Rewrite the entries below, replacing each "Locations" with "Boxes" and keeping everything else the same.

+===+

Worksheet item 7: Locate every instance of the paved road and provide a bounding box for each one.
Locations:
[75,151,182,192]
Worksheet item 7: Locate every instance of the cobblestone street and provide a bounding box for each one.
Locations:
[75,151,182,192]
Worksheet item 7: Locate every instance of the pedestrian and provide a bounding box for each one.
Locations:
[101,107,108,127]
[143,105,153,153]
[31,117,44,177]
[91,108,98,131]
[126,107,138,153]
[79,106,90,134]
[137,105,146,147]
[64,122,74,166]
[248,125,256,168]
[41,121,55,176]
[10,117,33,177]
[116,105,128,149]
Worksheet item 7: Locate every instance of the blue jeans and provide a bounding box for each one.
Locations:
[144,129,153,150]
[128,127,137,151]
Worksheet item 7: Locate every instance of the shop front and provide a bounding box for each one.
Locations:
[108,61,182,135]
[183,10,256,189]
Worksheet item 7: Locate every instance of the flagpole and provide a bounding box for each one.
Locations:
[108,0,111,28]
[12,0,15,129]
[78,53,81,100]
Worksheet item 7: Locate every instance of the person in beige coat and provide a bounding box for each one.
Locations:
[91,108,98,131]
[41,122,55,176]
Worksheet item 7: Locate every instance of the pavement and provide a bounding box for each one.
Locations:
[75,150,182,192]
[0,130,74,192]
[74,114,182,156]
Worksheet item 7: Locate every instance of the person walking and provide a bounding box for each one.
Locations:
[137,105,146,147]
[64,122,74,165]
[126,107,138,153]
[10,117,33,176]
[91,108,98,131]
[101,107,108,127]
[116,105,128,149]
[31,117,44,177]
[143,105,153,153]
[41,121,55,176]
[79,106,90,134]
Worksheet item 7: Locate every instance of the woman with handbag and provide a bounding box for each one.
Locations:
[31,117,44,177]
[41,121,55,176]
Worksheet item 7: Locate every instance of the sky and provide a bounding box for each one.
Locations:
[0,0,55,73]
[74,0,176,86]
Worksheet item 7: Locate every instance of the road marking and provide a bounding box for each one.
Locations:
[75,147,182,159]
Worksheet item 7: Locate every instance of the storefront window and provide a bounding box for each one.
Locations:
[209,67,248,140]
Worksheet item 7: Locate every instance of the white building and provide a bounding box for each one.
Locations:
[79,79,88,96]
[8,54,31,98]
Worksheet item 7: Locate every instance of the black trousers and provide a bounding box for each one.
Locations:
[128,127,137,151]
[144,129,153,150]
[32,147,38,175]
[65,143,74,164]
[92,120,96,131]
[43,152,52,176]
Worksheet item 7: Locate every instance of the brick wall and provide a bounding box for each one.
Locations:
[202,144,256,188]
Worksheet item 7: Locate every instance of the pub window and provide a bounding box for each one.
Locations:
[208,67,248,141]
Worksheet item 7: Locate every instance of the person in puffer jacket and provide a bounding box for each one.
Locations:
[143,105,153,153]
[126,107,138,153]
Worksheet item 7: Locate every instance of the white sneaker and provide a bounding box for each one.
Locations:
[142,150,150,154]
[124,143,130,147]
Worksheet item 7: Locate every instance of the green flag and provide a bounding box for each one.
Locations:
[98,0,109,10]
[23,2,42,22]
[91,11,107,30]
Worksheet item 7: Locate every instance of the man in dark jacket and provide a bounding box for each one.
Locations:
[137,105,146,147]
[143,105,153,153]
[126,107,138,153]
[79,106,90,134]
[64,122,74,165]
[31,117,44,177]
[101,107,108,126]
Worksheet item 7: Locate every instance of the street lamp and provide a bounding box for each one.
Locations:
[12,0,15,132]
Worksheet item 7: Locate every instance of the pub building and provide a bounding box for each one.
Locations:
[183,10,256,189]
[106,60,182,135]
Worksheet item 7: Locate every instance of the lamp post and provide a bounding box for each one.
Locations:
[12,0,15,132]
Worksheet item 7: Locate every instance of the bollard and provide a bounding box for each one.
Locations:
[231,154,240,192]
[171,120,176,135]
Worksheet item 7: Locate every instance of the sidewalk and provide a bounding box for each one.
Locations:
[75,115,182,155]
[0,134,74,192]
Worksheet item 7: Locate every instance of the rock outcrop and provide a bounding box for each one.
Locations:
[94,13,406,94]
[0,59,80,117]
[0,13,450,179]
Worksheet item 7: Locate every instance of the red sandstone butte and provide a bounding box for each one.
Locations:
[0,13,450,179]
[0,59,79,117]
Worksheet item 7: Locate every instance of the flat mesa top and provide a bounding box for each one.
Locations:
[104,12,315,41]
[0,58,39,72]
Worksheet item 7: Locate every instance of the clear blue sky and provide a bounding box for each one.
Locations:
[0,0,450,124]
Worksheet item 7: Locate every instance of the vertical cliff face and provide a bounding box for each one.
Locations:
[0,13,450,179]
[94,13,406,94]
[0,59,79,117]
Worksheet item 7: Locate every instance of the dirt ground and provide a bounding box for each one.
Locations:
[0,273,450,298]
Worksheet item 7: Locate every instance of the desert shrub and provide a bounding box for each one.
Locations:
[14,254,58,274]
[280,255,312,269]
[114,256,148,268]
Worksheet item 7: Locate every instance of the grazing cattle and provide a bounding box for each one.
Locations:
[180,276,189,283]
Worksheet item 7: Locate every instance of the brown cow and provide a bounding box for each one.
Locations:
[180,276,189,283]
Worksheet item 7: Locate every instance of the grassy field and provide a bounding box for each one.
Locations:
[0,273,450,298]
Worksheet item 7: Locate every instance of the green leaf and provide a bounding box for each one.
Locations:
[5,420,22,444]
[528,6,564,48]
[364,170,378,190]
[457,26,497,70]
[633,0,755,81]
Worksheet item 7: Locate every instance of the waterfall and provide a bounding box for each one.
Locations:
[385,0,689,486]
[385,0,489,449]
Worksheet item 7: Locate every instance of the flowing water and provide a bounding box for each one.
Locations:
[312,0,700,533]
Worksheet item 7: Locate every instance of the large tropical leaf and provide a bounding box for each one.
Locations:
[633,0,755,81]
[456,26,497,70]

+===+

Written answer -
Worksheet item 7: Locate every instance of the paved road and provide a bounding box for each one.
Boxes:
[75,151,182,192]
Worksheet item 7: Locate every instance of the cobblestone street and provide a bounding box for each one.
Boxes:
[75,151,182,192]
Worksheet item 7: Locate every instance of the pedestrian and provide a bounding box for each one.
Boxes:
[101,107,108,127]
[143,105,153,153]
[31,117,44,177]
[91,108,98,131]
[126,107,138,153]
[79,106,90,134]
[137,105,146,147]
[64,122,74,166]
[248,125,256,168]
[41,121,55,176]
[10,117,33,177]
[116,105,128,149]
Worksheet item 7: Locate every instance of the blue jeans and provide a bounding box for each one.
Boxes:
[144,129,153,150]
[128,127,137,151]
Worksheet item 7: Locate every instance of the shop front and provide a bounding box for each one.
Boxes:
[108,61,182,135]
[183,10,256,189]
Worksheet item 7: Locate every instance of the flagpole and provide a bounding box for each one.
Boxes:
[108,0,111,28]
[12,0,15,129]
[78,53,81,100]
Worksheet item 7: Locate every instance of the person in beige coat and provide a bounding box for each one.
Boxes:
[91,108,98,131]
[41,122,55,176]
Worksheet item 7: Locate every instance of the pavement and provide a bounding box for each one.
Boxes:
[75,150,182,192]
[0,130,74,192]
[74,114,182,156]
Worksheet item 7: Locate every instance of the person walking and provide a bounding box for each one.
Boxes:
[137,105,146,147]
[64,122,74,165]
[126,107,138,153]
[10,117,33,176]
[91,108,98,131]
[101,107,108,127]
[116,105,128,149]
[31,117,44,177]
[143,105,153,153]
[41,121,55,176]
[79,106,90,134]
Worksheet item 7: Locate every instance of the woman with handbag and provide a bounding box for each one.
Boxes:
[31,117,44,177]
[41,121,55,176]
Worksheet item 7: Locate every instance of the sky and provide a bounding box for each one.
Boxes:
[0,0,55,73]
[74,0,176,86]
Worksheet item 7: Locate every instance of the road marking and provide a bounding box for each one.
Boxes:
[75,147,182,159]
Worksheet item 7: Locate every instance of the storefront window and provide a bounding box for each one.
Boxes:
[209,67,248,140]
Worksheet item 7: Locate every instance of the white building and provide a bounding box for each one.
Boxes:
[79,79,88,96]
[8,54,31,98]
Worksheet item 7: Locate every instance of the black trousers and provide a bounding box for each one.
Boxes:
[128,127,137,151]
[144,129,153,150]
[32,147,38,175]
[65,143,74,164]
[92,120,96,131]
[43,152,52,176]
Worksheet item 7: Locate every instance of the brick wall and provide a bounding box for each one.
Boxes:
[202,144,256,188]
Worksheet item 7: Locate every instance of the pub window and provide a bounding box for each one.
Boxes:
[208,67,248,141]
Worksheet item 7: Locate every instance of the person in puffer jacket and provide a bounding box for each one.
Boxes:
[143,105,153,153]
[126,107,138,153]
Worksheet item 7: Locate every instance of the white sneaker and provide a bounding box for each one.
Boxes:
[142,150,150,154]
[124,143,130,147]
Worksheet item 7: Locate every instance of the green flag and provide a bounding box for each one.
Boxes:
[98,0,109,10]
[23,2,42,22]
[91,11,107,30]
Worksheet item 7: Locate every instance of the man in dark jacket and provide a bounding box for each one.
Boxes:
[137,105,146,147]
[143,105,153,153]
[126,107,138,153]
[79,106,90,134]
[64,122,74,165]
[31,117,44,177]
[101,107,108,126]
Worksheet item 7: Locate every instance of the street lamp and provide a bounding box for each one.
Boxes:
[12,0,15,132]
Worksheet item 7: Locate every instance of the pub building and provide a bounding box for each one.
Boxes:
[183,10,256,189]
[106,60,182,135]
Worksheet item 7: Locate every instance of the lamp post and provide a bounding box for each one.
Boxes:
[12,0,15,132]
Worksheet item 7: Locate every instance of the bollard and provide a bounding box for each one.
Boxes:
[231,154,240,192]
[171,120,176,135]
Worksheet item 7: Locate every instance of the sidewalk and provide a bounding box for each one.
Boxes:
[75,115,182,155]
[0,134,74,192]
Worksheet item 7: Locate every instance of the rock outcrop and provide a bounding box for each one.
Boxes:
[94,13,406,94]
[0,59,80,117]
[0,13,450,179]
Worksheet item 7: Locate every instance of the red sandstone butte and provide a bounding box for each one.
Boxes:
[0,13,450,179]
[0,59,79,117]
Worksheet item 7: Locate every instance of the flat mesa top and provide a bounding box for each one.
Boxes:
[104,12,315,41]
[0,58,39,72]
Worksheet item 7: Locate every instance of the clear blue sky and provide a bounding box for each one.
Boxes:
[0,0,450,124]
Worksheet item 7: Locate every instance of the vertical cliff face and provide a bounding box for each one.
Boxes:
[0,13,450,179]
[94,13,406,94]
[0,59,79,117]
Worksheet item 7: Locate every instance of the dirt ground and provide a bounding box for each one.
Boxes:
[0,273,450,298]
Worksheet item 7: Locate every instance of the desert shrub and provide a bounding box for each one.
Boxes:
[14,254,58,274]
[280,255,312,269]
[114,256,148,268]
Worksheet item 7: Locate every instance of the grazing cattle and provide a bounding box for each one.
Boxes:
[180,276,189,283]
Worksheet item 7: Locate every instance of the brown cow and provide a bounding box for each one.
Boxes:
[180,276,189,283]
Worksheet item 7: Locate every instance of the grassy field and provide a bounding box for each one.
Boxes:
[0,273,450,298]
Worksheet item 7: Locate every instance of the green leaf and provide a bounding box for each one.
Boxes:
[5,420,22,444]
[528,6,564,48]
[364,170,378,190]
[457,26,497,70]
[633,0,755,81]
Worksheet item 7: Locate every instance of the waterfall and provide a bounding box for each one.
Boxes:
[385,0,689,486]
[385,0,489,449]
Worksheet item 7: Locate every instance of the flowing water and provide a bounding box for each one.
Boxes:
[312,0,700,533]
Worksheet item 7: Locate every instance of the large tropical leaf and provide a bounding box for each one.
Boxes:
[633,0,755,81]
[456,26,497,70]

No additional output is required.